## [EXTRACT]
** Begin **
3.4 The Publisher will use reasonable endeavours to maintain the availability of the Website and the availability of the published Advertiser Content during the relevant period (subject to scheduled maintenance and any Force Majeure Event affecting the Publisher or the Publisher's appointed hosting service provider) but the Publisher does not guarantee 24/7 availability.
3.5 The Publisher reserves the right to suspend the publication of any Advertiser Content or remove any Advertiser Content from the Website at any time where it reasonably determines that the content breaches this Clause .
4 Charges and payment
4.1 The Publisher will issue invoices for the Charges to the Advertiser at the point of checkout.
4.2 The Advertiser will pay the Charges to the Publisher as detailed at the point of checkout.
4.3 The Advertiser agrees to pay the Charges upon pressing the submit button on the last page of the checkout process, failing which the Agreement will terminate automatically.
4.4 Charges must be paid by debit or credit card, Online Banking / Bank Transfer, Cheque or Cash (using such payment details as are notified by the Publisher to the Advertiser from time to time). All payments MUST be made or processed within 24 Hours or by the end of the next working day. The cheque must be posted the next working day. Cash must be paid in to our account by the end of the next working day or the Online Banking Payment must be processed by the end of the next working day.
4.5 If the Advertiser does not pay any amount properly due to the Publisher under or in connection with the Agreement as detailed above 4.4, the Publisher may:
(a) charge the Advertiser interest on the overdue amount at the rate of 8% per year above the base rate of Barclays Bank Plc.(which interest will accrue daily until the date of actual payment, be compounded quarterly, and be payable on demand); or
(b) claim interest and statutory compensation from the Advertiser pursuant to the Late Payment of Commercial Debts (Interest) Act 1998.
(c) suspend the advertisement until payment has been made or terminate the agreement. However, this will not waive any charges that are still due and will not affect our right to pursue any amounts outstanding.
5.1 The Advertiser warrants to the Publisher that it has the legal right and authority to enter into and perform its obligations under the Agreement.
5.2 The Publisher warrants to the Advertiser:
(a) that it has the legal right and authority to enter into and perform its obligations under the Agreement;
(b) that it will perform the Advertising Services under the Agreement with reasonable care and skill.
5.3 The Publisher will not be liable in respect of any loss of profits, income, revenue, use, production or anticipated savings.
5.4 The Publisher will not be liable for any loss of business, contracts or commercial opportunities.
5.5 The Publisher will not be liable for any loss of or damage to goodwill or reputation.
** End **
## [RECORD SET]
** Begin **
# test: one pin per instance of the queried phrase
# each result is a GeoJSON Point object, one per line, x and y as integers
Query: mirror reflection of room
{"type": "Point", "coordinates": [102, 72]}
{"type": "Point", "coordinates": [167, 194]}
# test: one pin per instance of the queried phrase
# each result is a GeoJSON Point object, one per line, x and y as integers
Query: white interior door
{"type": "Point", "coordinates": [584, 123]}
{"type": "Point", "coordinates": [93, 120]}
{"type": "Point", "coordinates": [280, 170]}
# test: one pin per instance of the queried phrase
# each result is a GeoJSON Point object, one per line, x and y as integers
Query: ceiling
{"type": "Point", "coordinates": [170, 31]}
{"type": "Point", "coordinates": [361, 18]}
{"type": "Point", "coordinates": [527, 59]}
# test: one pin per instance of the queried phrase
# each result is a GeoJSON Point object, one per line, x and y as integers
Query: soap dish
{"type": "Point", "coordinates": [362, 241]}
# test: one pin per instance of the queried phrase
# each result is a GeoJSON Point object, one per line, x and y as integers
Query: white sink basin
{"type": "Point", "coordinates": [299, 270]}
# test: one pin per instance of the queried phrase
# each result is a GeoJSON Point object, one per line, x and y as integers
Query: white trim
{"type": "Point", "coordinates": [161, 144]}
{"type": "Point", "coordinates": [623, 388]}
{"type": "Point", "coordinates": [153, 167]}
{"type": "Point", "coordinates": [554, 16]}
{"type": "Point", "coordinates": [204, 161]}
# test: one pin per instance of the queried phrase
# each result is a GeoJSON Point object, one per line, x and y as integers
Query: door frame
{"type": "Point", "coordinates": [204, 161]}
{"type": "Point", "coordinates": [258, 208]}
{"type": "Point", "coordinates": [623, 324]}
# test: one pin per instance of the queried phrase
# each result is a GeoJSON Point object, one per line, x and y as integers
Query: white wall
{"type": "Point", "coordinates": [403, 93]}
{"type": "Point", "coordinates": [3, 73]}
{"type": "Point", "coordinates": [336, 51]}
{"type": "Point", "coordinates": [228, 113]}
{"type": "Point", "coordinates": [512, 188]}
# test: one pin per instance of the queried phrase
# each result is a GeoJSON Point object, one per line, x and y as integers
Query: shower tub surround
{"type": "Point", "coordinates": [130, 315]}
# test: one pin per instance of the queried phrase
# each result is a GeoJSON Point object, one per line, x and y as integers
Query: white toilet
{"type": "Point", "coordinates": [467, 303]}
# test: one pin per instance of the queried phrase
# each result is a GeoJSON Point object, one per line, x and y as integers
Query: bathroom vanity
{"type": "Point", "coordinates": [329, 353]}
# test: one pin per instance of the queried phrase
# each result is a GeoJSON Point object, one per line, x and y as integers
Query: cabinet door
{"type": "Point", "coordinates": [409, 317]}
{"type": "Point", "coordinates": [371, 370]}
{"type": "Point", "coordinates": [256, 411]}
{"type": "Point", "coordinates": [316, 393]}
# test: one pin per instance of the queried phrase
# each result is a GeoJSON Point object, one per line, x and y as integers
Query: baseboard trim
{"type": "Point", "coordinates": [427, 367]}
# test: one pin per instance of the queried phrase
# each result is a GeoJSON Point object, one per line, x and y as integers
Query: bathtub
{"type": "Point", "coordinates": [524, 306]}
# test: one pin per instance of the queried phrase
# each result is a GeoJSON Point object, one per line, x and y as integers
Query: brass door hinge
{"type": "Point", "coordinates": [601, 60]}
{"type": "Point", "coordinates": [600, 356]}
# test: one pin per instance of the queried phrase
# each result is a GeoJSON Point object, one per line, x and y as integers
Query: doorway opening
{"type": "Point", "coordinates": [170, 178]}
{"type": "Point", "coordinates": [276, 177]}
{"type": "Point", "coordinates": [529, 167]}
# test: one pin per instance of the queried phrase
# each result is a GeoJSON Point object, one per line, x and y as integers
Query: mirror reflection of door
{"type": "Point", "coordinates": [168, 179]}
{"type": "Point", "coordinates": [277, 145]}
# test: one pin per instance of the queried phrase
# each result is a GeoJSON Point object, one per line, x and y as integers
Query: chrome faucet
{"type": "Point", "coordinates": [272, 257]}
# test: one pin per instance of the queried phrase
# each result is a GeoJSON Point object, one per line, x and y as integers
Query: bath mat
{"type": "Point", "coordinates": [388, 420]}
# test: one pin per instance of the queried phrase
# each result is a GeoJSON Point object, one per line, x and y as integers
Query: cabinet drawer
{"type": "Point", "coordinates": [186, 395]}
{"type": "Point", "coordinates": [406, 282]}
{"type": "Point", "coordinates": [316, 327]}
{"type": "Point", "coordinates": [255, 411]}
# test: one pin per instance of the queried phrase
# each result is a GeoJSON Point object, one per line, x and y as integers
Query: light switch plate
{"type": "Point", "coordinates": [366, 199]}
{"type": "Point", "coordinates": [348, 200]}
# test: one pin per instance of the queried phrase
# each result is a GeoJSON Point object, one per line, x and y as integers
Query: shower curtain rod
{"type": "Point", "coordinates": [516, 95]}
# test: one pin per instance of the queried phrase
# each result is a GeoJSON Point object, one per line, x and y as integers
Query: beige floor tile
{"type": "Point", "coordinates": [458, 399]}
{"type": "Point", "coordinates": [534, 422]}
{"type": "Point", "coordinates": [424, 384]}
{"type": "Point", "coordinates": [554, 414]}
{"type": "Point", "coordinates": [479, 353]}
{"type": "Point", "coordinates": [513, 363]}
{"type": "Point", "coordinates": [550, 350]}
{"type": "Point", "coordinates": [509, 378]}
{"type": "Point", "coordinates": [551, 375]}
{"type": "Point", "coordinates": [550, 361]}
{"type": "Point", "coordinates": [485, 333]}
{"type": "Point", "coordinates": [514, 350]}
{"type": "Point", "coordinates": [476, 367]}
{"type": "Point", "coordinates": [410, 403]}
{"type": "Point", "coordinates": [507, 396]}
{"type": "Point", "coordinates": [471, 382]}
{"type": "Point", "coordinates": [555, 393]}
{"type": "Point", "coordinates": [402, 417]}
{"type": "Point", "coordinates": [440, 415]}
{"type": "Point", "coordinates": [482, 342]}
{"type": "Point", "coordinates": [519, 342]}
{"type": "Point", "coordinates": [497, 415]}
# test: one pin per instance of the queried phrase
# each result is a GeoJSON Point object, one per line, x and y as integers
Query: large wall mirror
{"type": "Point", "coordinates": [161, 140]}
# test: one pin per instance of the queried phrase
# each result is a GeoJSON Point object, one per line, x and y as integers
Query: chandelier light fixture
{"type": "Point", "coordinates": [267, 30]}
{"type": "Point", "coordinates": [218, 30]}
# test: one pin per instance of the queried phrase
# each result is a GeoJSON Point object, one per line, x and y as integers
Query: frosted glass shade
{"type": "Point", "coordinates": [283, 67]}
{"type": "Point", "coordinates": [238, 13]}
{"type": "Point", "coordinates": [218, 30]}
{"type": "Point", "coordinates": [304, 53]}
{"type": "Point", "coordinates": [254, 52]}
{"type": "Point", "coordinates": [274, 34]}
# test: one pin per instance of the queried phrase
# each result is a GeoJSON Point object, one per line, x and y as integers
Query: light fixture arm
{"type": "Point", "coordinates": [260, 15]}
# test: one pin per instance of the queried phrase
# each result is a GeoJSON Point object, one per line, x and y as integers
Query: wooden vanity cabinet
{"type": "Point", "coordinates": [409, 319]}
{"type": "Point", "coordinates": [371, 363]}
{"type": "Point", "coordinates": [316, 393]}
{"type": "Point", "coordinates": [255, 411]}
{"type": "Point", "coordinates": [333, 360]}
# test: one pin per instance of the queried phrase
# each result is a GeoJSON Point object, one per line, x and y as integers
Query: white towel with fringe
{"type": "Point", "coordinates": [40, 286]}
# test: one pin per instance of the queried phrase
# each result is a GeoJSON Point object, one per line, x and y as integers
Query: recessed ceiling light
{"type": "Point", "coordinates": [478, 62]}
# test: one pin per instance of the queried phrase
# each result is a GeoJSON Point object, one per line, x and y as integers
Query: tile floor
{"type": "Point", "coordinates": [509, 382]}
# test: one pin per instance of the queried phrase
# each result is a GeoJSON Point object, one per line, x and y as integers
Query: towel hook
** End **
## [AIM]
State whether each statement agrees with the advertising terms, answering yes or no and quoting the words of the terms that decide it. (a) The Publisher guarantees that the Website will be available at all times. (b) A cheque must be posted the next working day. (c) Interest on an overdue amount is compounded monthly. The rows have no connection to the advertising terms.

## [SOLUTION]
(a) No: "the Publisher does not guarantee 24/7 availability."
(b) Yes: "The cheque must be posted the next working day."
(c) No: "be compounded quarterly"